Tasks to perform
• a. Condense the paragraph of the business strategy essay that begins "Execution is where great companies differentiate themselves" into a shorter version that keeps its main facts.
• b. List every catalyst named in the sentence of the business strategy essay that begins "Catalysts such as."
• c. Write the next paragraph of the business strategy essay, beginning after its last sentence.

Provided text
[start]
Structural shifts in global markets impact businesses, even those that operate in fields that are unrelated or only tangentially related to the source of change. Catalysts such as changing demographics, living patterns, power generation and storage, and manufacturing technology affect virtually every industry, and reverberations from these shifts will be unavoidable.
It is important to note that change is not always negative. These shifts also present fantastic opportunities for value creation. This seems obvious, but there is a tendency to only view change as negative and equate it with risk, especially for more established companies in mature industries. Of course, avoiding disruption is prudent, but there are several sides to this coin.
The degree and directionality of impact of catalytic changes is variable and heavily dependent on industry dynamics and company structures. Catalysts impact businesses differently, based on the characteristics of their industry and market position. For example, companies in the transportation, aerospace, and energy industries are all affected by the growing trend towards urbanization and larger cities, but they need to make different strategic decisions to adapt based on the specifics of their industry.
Identifying what is happening and how these catalysts work is important, but understanding what they mean for a specific business and how that entity can respond is crucial. This requires a detailed understanding of how companies work, which in turn requires an understanding of the industries in which those companies operate. This is not as complex an undertaking as it may seem. Business strategy, distilled to its essence, is not very complicated once you are familiar with how the industry and operating environment works. To be sure, every industry has created a unique vernacular of jargon and acronyms to create community (and perhaps to confuse outsiders), but these are rarely as complex as they appear.
The root of this understanding is a constraint-based analysis. Businesses, especially the big brands that depend on recurring revenue and predictable buying behavior, cannot do whatever they want — they operate under certain constraints. When we evaluate the constraints that the market dynamics of an industry impose on its constituent companies, it becomes easier to understand a company’s strategic imperatives and the decision tree that is actually available to that company.
This is not to dismiss running a business as easy or unsophisticated; in fact, it is quite the opposite. Senior executives at important companies typically have been elevated to these positions because of demonstrated excellence and mastery of their craft. As masters, they understand the operating environment and the options available to them, as do their competitors. But while business strategy is not overly complex, executing a coherent strategy with billions of dollars of assets and tens or hundreds of thousands of people is incredibly complex.
Execution is where great companies differentiate themselves. Of course there are gains to be had by being first into a market or region or developing the newest technology. But most successes in developed markets, with multiple companies operating under the same constraints, are a result of execution. This applies to organizations of all sizes and types, from energy companies to soap manufacturers to armies.
To use an example from personal experience, military strategy, when distilled to its essence, is extremely simple. The “movement to contact” is a common example that serves well to illustrate this point. In this operation you move your people and machines until you encounter the enemy, at which point you fight. The general strategy is to move in such a fashion that you have a small force in front. When this force encounters the enemy, they attempt to either destroy them or prevent them from moving. The rest of your group (the reserve) then swings around to the right or left and attempts to attack the enemy’s flank.
[end]
Supplied entries
[start]
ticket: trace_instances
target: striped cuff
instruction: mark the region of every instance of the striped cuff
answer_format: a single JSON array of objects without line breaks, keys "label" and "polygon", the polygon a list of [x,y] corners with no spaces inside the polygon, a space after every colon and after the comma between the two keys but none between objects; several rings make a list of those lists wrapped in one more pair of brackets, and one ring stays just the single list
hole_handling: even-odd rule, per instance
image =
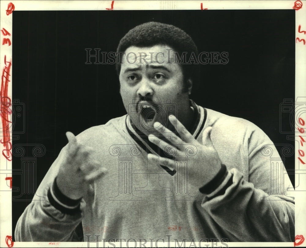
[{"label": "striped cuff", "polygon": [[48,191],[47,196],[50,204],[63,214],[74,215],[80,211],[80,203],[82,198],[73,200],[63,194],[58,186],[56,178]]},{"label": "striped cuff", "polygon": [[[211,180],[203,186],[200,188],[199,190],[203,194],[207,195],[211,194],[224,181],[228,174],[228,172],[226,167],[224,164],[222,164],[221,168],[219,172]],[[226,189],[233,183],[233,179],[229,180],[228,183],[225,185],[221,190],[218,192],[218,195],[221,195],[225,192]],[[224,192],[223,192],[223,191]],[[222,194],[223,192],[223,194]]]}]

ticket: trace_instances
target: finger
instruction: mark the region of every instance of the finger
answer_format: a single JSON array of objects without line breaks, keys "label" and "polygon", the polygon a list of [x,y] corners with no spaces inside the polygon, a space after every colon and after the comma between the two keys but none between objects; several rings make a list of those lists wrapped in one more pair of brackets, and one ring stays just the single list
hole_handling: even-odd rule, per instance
[end]
Responses
• a. Great companies set themselves apart through execution. Being first into a market or region, or developing the newest technology, can bring gains. However, most successes in developed markets, where several companies operate under the same constraints, come from execution. This holds for organizations of every size and type, from energy companies to soap manufacturers to armies.

• b.
- Changing demographics
- Living patterns
- Power generation and storage
- Manufacturing technology

• c.
It doesn’t matter if you are moving a group of 10 people on foot or 500,000 riding tanks, the strategy is the same and will be understood by professionals on both sides. Now, executing this maneuver effectively is incredibly difficult, requires thousands of hours of practice, and is the determinant for who wins battles and wars. All other conditions being the same, the better-trained and better-equipped force in this engagement will annihilate its counterpart. Execution is essential.
It is one thing to know what to do; actually doing it is another thing entirely. With this in mind, we will focus on the principles that govern strategic business decisions.
Company executives have a multitude of choices about how to run their businesses within the context of the industry and market structures in which they operate. They decide what to make, how to sell, what to charge, and how to compete. These are not inconsequential decisions. Companies succeed or fail based on these types of decisions.
Early-stage companies have some degree of choice regarding what markets to participate in, and it is possible for small and medium-sized companies to pivot into different markets. Established, mature companies do not have this luxury and must operate in context of their industry. When evaluated at the strategic level, there are a series of constraints and compulsions that drive company behavior.
Different types of markets impose varying constraints upon the companies that operate within them. For example, some markets are in the growth phase; the market size is growing as the product or service is introduced to new customers. Other markets are mature; all potential customers know about the product or service and select between vendors. Yet other markets are contracting; market size is shrinking as requirements and/or addressable customers diminish.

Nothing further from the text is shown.